=== Provided passage ===
····················

Again, there is no way the figure can fail to match the R code that generates
it.  The source code for the document (the `Rmd` file) is *proof* that
everything is as the document claims.  Anyone can verify the results by
generating the document again.

### Why Do We Want It?

#### The "Replication Crisis"

Many are now saying there is a "replication crisis" in science
([Wikipedia page](https://en.wikipedia.org/wiki/Replication_crisis)).

There are many issues affecting this "crisis."

 * There are scientific issues, such as what experiments are done
   and how they are interpreted.

 * There are statistical issues, such as too small sample sizes,
   multiple hypothesis testing without correction,
   and publication bias.

 * And there are computational issues: what data analysis was done and was
   it correct?

R Markdown only directly helps with the computational issues.
It also helps to document your statistical analyses (*Duh!*  Do you think
generating
a document that includes a statistical analysis may help to document it?)

Indirectly, R Markdown also helps with the other issues.  Having the whole
analysis from raw data to scientific findings publicly available --- as many
scientific journals now require --- tends to
make you a lot more careful and a lot more thoughtful in doing the analysis.

····················

=== Rows ===
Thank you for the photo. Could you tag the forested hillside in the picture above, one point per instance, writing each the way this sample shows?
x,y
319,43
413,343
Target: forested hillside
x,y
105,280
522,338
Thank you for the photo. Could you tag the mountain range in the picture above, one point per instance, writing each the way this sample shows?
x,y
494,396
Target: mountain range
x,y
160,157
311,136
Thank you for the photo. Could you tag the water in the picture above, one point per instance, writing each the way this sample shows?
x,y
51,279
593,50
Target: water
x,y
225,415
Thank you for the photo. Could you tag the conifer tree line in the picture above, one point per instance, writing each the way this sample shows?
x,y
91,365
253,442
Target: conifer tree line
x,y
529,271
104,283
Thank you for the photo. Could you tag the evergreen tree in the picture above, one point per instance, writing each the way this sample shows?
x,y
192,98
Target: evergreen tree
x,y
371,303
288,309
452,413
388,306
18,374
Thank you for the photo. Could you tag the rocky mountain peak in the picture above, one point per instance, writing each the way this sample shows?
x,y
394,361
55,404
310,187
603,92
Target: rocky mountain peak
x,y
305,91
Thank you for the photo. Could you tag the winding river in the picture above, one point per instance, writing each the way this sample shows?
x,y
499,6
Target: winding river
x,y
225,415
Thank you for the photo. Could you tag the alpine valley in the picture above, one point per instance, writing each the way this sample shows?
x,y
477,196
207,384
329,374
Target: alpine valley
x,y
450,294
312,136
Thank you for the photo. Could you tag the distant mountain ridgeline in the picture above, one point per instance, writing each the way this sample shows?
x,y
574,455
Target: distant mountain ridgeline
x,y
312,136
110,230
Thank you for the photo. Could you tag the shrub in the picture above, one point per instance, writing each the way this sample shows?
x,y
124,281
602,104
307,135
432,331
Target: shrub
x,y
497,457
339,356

····················

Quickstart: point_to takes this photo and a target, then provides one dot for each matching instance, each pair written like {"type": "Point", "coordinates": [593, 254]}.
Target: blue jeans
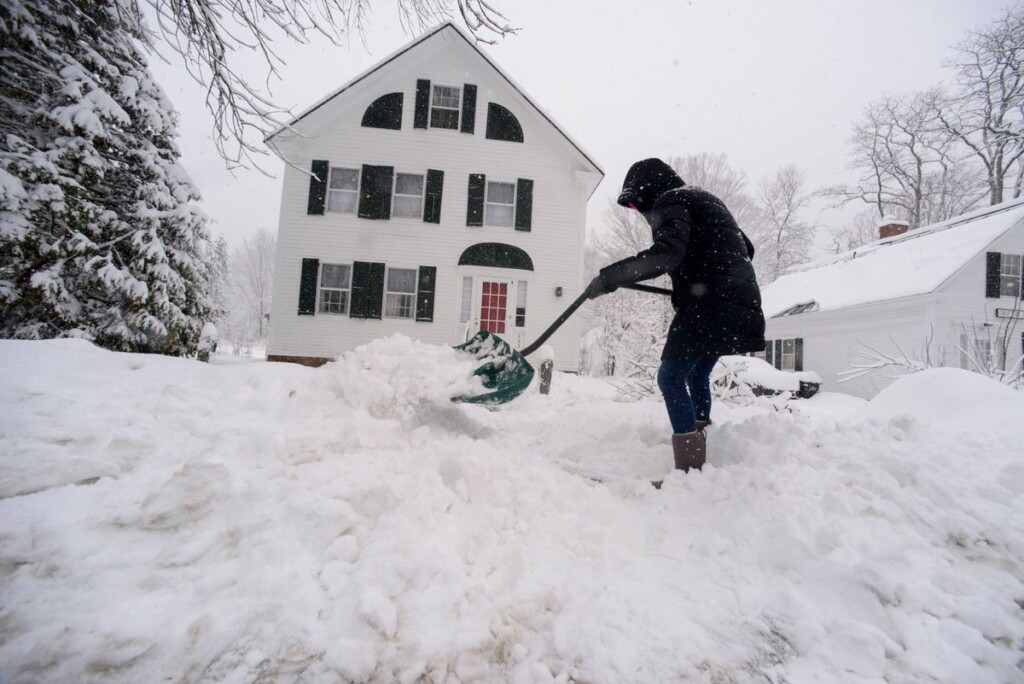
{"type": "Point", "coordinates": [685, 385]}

····················

=== Exercise prompt ===
In the passage about R Markdown, which of the three kinds of issues does R Markdown help with directly?

=== Result of the task ===
The computational issues.